> SELECTED TEXT
/---
Note that you need to create a `StoreClass` and the workers (each one is a
another class). These classes should be passed to a `Broker` when instantiated.


Tutorial
--------

Let's learn doing! Create a virtualenv, install pypelinin and then download our
`example` folder to see it working.

mkvirtualenv test-pypelinin
pip install pypelinin
wget https://github.com/turicas/pypelinin/tarball/develop -O pypelinin.tar.gz
tar xfz pypelinin.tar.gz && rm pypelinin.tar.gz
cd turicas-pypelinin-*/example/

Now your environment is created and you need to run the daemons, each one in a
separated terminal:

Router:

$ python my_router.py
2012-10-15 14:12:59,112 - My Router - INFO - Entering main loop

Broker:

$ python my_broker.py
2012-10-15 14:13:17,956 - Broker - INFO - Starting worker processes
2012-10-15 14:13:18,055 - Broker - INFO - Broker started
2012-10-15 14:13:18,056 - Broker - INFO - Trying to connect to router...
\---
> DATA ROWS
/---
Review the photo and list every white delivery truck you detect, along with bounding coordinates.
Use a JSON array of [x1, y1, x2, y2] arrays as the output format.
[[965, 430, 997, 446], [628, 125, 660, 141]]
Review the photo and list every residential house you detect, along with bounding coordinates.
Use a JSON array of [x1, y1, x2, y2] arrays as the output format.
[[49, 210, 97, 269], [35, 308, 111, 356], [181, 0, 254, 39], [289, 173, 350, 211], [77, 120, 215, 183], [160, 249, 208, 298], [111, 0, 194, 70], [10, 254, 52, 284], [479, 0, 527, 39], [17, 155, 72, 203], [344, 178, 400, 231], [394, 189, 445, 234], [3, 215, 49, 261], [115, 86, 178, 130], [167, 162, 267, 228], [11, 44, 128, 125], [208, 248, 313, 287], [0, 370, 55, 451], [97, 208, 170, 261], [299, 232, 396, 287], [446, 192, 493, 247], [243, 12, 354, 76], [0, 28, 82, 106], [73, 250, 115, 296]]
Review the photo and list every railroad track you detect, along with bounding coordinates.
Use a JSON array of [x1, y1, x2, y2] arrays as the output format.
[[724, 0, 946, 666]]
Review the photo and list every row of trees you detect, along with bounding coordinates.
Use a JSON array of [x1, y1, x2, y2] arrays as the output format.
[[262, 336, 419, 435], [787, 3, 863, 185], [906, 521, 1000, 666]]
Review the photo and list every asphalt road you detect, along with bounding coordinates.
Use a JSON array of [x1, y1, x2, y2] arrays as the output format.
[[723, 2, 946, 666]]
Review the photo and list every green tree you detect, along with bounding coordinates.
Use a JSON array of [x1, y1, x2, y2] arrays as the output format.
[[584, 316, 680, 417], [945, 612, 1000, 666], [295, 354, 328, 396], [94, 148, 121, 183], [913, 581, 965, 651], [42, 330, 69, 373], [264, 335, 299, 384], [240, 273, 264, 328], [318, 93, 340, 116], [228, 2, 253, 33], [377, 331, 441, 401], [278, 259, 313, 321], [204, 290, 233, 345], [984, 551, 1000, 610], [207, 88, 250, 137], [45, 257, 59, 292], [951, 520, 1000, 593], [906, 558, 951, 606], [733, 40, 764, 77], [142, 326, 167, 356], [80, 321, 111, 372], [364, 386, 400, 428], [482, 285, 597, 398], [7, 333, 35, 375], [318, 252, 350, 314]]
\---
> PROBLEMS TO SOLVE
**a)** Translate this sentence from the pypelinin tutorial into Spanish: "These classes should be passed to a `Broker` when instantiated."
**b)** In the pypelinin tutorial, what message does the router log after `python my_router.py` is run?
**c)** Carry on the pypelinin tutorial from its last line.

> ANSWER LIST
**a)** Estas clases deben pasarse a un `Broker` al instanciarlo.

**b)** Entering main loop

**c)**
2012-10-15 14:13:18,057 - Broker - INFO - [API] Request to router: {'command': 'get configuration'}
2012-10-15 14:13:18,058 - Broker - INFO - [API] Reply from router: {u'monitoring interval': 60, u'store': {u'monitoring filename': u'/tmp/monitoring.log'}}

And Pipeliner:

$ python my_pipeliner.py
2012-10-15 14:13:56,476 - Pipeliner - INFO - Pipeliner started
2012-10-15 14:13:56,477 - Pipeliner - INFO - Entering main loop
2012-10-15 14:13:56,477 - Pipeliner - INFO - Bad bad router, no pipeline for me.

Please read the files:
- `file\_store.py` - we have a simple StoreClass which saves and retrieves
information from files. You can modify it easily to use a database.
- `workers.py` (and `test\_workers.py`) - we have created 3 workers:
`Downloader`, `GetTextAndWords` and `GetLinks`. The first one is required to
execute the last two. Each worker is basically a class that inherites from
`pypelinin.Worker`, have an attribute `requires` and a method `process`.
- `send\_pipelines.py` - this script basically creates some `Pipeline`s and
send it to execution using a `PipelineManager` (as the example above). You
need to run it to get the jobs executed.

After executing `send\_pipelines.py` you can check files
`/tmp/{0,1,2,3,4}.data` to see the results -- these files are python
dictionaries encoded as JSON (this was done by `file\_store.SimpleFileStore`).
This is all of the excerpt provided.